• [Directions for this task] Copy the data from its start up to and including the line containing "21), (162, 20)]", keeping the request lines as they are but multiplying every coordinate in the answers by 0.75 and rounding to whole numbers, with halves rounded up. Leave the numbers in the requests and in their format samples unchanged.

════

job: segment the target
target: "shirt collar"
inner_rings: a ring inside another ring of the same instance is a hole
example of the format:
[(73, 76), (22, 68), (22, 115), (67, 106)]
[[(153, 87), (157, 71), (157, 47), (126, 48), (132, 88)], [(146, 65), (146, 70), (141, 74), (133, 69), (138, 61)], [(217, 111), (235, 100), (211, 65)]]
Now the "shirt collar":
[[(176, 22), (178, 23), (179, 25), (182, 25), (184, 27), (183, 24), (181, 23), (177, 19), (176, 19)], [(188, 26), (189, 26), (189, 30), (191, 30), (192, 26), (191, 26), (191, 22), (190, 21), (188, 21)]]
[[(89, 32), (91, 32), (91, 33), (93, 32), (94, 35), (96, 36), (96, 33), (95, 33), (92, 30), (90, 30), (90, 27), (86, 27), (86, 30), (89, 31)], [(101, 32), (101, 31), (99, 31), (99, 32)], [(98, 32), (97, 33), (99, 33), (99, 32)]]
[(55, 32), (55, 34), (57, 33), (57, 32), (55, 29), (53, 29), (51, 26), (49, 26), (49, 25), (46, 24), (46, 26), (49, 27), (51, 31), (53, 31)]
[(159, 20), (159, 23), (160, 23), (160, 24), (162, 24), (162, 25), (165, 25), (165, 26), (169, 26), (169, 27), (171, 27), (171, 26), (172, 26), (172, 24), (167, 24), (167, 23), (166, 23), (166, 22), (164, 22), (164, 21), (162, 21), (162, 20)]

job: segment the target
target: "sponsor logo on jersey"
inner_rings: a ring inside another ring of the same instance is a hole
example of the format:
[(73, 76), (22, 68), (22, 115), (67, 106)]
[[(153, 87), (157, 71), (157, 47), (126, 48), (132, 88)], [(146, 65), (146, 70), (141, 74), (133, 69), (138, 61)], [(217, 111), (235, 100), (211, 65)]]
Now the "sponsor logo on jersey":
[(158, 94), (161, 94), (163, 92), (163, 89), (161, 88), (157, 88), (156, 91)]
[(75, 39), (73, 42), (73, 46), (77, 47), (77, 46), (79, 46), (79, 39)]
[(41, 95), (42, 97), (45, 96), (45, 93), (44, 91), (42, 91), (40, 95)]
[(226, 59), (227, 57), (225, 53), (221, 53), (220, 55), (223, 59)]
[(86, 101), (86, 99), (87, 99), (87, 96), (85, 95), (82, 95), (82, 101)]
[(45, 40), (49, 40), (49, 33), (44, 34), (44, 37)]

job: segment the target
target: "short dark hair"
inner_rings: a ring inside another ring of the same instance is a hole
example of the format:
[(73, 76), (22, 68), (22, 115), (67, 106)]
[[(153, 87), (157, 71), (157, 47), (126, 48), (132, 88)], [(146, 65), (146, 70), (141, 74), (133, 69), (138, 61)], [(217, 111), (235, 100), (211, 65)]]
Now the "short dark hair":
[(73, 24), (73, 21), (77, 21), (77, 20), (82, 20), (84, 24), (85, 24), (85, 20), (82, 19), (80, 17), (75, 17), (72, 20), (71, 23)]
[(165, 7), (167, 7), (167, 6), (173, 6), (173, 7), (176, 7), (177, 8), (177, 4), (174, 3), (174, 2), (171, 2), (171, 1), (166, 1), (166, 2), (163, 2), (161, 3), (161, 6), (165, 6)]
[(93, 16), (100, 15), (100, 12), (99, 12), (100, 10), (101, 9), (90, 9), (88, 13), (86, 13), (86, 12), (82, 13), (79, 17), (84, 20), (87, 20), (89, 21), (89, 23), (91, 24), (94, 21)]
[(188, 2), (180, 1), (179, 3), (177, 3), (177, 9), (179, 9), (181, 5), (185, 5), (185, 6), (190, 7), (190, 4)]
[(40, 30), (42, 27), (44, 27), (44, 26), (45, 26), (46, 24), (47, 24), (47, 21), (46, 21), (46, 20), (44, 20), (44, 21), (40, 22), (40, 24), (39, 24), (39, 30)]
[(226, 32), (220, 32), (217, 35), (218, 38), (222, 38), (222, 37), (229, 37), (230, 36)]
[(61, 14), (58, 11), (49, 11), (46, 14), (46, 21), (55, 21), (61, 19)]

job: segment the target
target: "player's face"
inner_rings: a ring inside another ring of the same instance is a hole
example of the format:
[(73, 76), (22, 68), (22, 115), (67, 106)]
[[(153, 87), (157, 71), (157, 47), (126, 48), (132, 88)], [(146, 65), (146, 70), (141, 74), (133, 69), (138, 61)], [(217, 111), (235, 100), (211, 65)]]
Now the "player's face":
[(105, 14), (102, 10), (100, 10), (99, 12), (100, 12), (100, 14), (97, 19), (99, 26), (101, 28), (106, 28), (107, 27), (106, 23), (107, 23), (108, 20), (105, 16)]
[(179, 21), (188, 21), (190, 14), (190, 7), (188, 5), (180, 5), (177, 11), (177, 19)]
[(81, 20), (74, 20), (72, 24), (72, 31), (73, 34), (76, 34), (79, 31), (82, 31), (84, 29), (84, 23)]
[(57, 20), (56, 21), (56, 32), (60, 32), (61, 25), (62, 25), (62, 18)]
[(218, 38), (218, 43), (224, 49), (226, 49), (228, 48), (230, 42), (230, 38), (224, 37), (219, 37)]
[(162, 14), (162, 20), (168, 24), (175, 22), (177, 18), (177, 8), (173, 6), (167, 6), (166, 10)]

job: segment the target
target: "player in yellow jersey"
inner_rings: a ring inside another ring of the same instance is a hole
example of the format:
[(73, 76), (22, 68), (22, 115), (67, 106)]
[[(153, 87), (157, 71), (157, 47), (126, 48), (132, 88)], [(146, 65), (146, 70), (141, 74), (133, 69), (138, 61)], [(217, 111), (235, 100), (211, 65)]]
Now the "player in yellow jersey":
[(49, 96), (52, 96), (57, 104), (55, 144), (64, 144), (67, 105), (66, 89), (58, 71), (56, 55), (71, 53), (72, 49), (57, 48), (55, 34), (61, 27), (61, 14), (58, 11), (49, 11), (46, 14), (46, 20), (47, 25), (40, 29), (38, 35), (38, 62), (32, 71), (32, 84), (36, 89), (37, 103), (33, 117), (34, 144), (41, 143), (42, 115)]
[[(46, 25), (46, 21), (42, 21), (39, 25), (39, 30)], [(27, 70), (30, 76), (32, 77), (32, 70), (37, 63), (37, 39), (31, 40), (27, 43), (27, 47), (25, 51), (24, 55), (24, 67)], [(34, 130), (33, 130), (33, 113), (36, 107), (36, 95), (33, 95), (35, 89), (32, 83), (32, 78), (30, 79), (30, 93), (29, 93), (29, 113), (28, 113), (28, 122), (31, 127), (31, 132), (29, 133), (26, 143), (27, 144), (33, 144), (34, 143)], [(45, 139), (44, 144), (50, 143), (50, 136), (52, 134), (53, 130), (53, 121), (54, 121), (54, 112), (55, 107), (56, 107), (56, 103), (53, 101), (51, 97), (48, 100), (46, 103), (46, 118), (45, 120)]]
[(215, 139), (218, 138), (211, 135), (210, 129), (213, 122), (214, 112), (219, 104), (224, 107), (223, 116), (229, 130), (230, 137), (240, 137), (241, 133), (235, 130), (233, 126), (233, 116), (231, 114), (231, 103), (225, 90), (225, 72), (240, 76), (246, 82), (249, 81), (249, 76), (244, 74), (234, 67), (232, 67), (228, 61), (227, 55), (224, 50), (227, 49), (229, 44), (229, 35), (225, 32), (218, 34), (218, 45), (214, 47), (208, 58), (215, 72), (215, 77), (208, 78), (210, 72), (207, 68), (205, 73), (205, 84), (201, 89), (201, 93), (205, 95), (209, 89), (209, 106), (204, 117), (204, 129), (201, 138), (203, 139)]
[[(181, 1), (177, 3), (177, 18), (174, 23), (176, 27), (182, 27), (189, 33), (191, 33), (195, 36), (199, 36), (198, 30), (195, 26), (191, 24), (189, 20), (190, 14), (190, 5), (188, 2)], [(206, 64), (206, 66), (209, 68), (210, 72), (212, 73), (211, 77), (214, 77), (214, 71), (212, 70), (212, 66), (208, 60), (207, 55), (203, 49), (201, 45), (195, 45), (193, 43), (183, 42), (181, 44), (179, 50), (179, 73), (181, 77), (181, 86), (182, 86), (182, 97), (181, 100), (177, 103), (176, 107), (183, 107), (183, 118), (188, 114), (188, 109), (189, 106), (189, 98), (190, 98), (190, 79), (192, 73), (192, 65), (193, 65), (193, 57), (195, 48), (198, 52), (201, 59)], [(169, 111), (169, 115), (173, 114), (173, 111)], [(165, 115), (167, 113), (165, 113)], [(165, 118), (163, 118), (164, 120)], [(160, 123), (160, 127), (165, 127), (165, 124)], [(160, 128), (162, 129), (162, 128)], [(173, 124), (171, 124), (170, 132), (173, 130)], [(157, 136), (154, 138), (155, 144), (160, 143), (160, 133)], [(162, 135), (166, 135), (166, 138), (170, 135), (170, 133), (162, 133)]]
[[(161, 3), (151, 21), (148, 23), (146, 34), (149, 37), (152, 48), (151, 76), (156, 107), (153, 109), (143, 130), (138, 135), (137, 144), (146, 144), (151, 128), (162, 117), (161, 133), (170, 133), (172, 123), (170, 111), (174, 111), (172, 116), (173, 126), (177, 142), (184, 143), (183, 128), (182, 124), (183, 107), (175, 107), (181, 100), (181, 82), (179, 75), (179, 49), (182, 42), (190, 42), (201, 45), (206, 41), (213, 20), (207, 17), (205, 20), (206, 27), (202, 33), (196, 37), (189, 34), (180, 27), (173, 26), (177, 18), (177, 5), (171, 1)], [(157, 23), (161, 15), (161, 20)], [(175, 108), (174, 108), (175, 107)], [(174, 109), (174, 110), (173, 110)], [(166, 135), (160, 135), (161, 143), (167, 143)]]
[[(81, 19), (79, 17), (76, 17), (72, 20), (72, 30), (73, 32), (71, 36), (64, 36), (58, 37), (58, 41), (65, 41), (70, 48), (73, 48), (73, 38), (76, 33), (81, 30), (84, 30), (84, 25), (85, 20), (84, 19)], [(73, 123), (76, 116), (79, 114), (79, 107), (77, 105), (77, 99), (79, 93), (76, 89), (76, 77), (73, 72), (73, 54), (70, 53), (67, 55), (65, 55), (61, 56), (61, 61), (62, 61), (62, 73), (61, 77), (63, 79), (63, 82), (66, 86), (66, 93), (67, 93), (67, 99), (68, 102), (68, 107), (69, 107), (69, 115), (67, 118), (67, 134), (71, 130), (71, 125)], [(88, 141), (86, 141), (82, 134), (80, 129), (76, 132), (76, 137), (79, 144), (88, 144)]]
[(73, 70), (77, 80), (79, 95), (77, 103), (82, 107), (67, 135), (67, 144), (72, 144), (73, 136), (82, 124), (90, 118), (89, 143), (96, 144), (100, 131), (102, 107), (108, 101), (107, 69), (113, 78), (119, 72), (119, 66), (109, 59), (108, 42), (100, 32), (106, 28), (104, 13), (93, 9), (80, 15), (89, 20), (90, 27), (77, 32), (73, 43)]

════

• [The output]
job: segment the target
target: "shirt collar"
inner_rings: a ring inside another ring of the same instance is a hole
example of the format:
[(73, 76), (22, 68), (22, 115), (67, 106)]
[[(153, 87), (157, 71), (157, 47), (126, 48), (132, 88)], [(146, 65), (146, 70), (141, 74), (133, 69), (138, 61)], [(217, 111), (235, 100), (211, 65)]]
Now the "shirt collar":
[[(132, 17), (134, 17), (134, 19), (137, 19), (138, 20), (137, 18), (136, 17), (133, 14), (132, 14)], [(141, 20), (142, 20), (142, 23), (143, 23), (144, 20), (143, 20), (143, 17), (143, 16), (141, 16)]]
[[(67, 24), (68, 24), (68, 25), (70, 24), (71, 26), (72, 27), (72, 25), (71, 25), (69, 23), (68, 23), (68, 20), (65, 20), (65, 23), (67, 23)], [(76, 24), (76, 23), (74, 23), (74, 24)], [(74, 24), (73, 25), (74, 25), (74, 24)]]
[(41, 24), (41, 26), (43, 25), (43, 24), (41, 22), (40, 22), (38, 20), (37, 20), (37, 19), (35, 18), (35, 20), (37, 20), (38, 23), (40, 23)]
[(119, 15), (119, 17), (120, 17), (120, 18), (122, 18), (122, 19), (124, 19), (124, 20), (127, 20), (127, 20), (128, 20), (128, 20), (129, 20), (129, 18), (125, 18), (125, 17), (125, 17), (125, 17), (123, 17), (123, 16), (122, 16), (122, 15)]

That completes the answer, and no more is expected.